Prabhat Kumar College, also known as Kanthi College or by the abbreviation P. K. College, established in 1926, is the oldest college in Purba Medinipur district. It offers undergraduate courses in arts, commerce and sciences. It is affiliated to Vidyasagar University.

History
Prabhat Kumar College was established in 1926 at Contai with a large donation from the Biswambhar Dinda in memory of his loving son, the Late Prabhat Kumar Dinda. It is the oldest college of Purba Medinipur district. This college was named after the name of the Late Prabhat Kumar Dinda, the son of donator Late Biswambhar Dinda. Initially, the college was started as an arts college under the affiliation of University of Calcutta. In 1985, the affiliation of the college was changed from University of Calcutta to Vidyasagar University.

Location
The college is located in the heart of Contai in the Purba Medinipur district. Contai Central Bus Stand is 250m from the college.

Departments and Courses
The college offers different undergraduate and postgraduate courses in the science, arts, and commerce branch. This college aims at imparting education to the undergraduates of lower- and middle-class people of Kanthi and its adjoining areas. Almost every department of this college offers undergraduate degree courses. Postgraduate courses are offered only by departments of Bengali, English, Sanskrit, Physics, Chemistry, and Commerce.

*Directions*
a: Answer these questions from the article on Prabhat Kumar College:
(i) In what year was the college established?
(ii) How far is Contai Central Bus Stand from the college?
(iii) Which departments offer postgraduate courses?
b: Copy out the entries word for word. Start at their first line and stop after the line that contains "137L250 123L237 121L235".

[Annotation records]
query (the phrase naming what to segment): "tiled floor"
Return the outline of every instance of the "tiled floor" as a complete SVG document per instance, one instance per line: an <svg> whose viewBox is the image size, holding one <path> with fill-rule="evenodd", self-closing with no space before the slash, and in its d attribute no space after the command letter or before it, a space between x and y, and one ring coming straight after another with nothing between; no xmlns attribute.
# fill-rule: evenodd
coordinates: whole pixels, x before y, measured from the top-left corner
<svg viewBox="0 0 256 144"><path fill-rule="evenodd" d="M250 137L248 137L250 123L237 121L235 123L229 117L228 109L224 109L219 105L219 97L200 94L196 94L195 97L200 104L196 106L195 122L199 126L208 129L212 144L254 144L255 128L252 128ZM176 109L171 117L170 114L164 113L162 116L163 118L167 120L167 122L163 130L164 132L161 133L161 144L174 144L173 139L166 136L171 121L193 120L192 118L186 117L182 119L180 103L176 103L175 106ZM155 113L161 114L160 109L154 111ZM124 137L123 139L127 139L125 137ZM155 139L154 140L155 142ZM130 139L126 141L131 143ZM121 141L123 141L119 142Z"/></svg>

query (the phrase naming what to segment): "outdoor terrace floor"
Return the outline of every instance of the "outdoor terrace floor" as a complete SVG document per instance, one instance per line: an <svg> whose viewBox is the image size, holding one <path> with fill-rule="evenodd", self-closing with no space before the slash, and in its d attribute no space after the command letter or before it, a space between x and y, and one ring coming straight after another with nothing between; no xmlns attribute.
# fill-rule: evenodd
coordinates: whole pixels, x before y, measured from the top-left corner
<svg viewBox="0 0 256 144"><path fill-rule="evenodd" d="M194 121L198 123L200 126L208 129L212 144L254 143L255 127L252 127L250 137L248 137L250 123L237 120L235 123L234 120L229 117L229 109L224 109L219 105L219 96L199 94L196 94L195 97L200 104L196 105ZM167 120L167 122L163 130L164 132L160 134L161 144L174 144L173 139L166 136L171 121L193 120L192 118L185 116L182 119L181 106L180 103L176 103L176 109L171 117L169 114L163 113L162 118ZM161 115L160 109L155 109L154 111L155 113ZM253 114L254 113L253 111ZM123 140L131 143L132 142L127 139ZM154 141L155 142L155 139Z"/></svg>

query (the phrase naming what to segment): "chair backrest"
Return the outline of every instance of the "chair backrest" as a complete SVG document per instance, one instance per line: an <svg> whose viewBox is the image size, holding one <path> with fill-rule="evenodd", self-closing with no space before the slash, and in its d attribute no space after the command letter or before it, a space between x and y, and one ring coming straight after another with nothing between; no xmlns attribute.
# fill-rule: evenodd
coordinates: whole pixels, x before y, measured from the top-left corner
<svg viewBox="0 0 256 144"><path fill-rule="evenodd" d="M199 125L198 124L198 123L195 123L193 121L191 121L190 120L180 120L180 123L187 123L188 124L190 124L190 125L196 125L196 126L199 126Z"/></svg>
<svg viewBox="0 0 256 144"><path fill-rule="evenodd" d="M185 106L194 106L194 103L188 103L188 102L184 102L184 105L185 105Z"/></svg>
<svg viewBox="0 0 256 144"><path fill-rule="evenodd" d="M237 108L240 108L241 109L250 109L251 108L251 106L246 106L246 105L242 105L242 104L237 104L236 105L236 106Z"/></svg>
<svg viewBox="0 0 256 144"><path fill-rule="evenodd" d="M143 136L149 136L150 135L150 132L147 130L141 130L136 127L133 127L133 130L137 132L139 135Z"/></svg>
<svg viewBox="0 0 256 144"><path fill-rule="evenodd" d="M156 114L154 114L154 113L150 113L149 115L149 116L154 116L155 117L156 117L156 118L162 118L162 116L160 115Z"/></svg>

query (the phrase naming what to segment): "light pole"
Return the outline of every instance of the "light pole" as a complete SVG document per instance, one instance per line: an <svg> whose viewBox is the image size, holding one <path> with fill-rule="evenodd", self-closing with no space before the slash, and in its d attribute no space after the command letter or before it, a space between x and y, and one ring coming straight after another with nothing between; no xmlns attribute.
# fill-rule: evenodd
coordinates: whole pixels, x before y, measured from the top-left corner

*Outputs*
a:
(i) 1926
(ii) 250m
(iii) Bengali, English, Sanskrit, Physics, Chemistry, and Commerce

b:
query (the phrase naming what to segment): "tiled floor"
Return the outline of every instance of the "tiled floor" as a complete SVG document per instance, one instance per line: an <svg> whose viewBox is the image size, holding one <path> with fill-rule="evenodd", self-closing with no space before the slash, and in its d attribute no space after the command letter or before it, a space between x and y, and one ring coming straight after another with nothing between; no xmlns attribute.
# fill-rule: evenodd
coordinates: whole pixels, x before y, measured from the top-left corner
<svg viewBox="0 0 256 144"><path fill-rule="evenodd" d="M250 137L248 137L250 123L237 121L235 123L229 117L228 109L224 109L219 105L219 97L200 94L196 94L195 97L200 104L196 106L195 122L199 126L208 129L212 144L254 144L255 128L252 128ZM176 109L171 117L170 114L164 113L162 116L163 118L167 120L167 122L163 130L164 132L161 133L161 144L174 144L173 139L166 136L171 121L193 120L192 118L186 117L182 119L180 103L176 103L175 106ZM155 113L161 114L160 109L154 111ZM124 137L123 139L127 139L125 137ZM155 139L154 140L155 142ZM130 139L126 141L131 143ZM121 141L123 141L119 142Z"/></svg>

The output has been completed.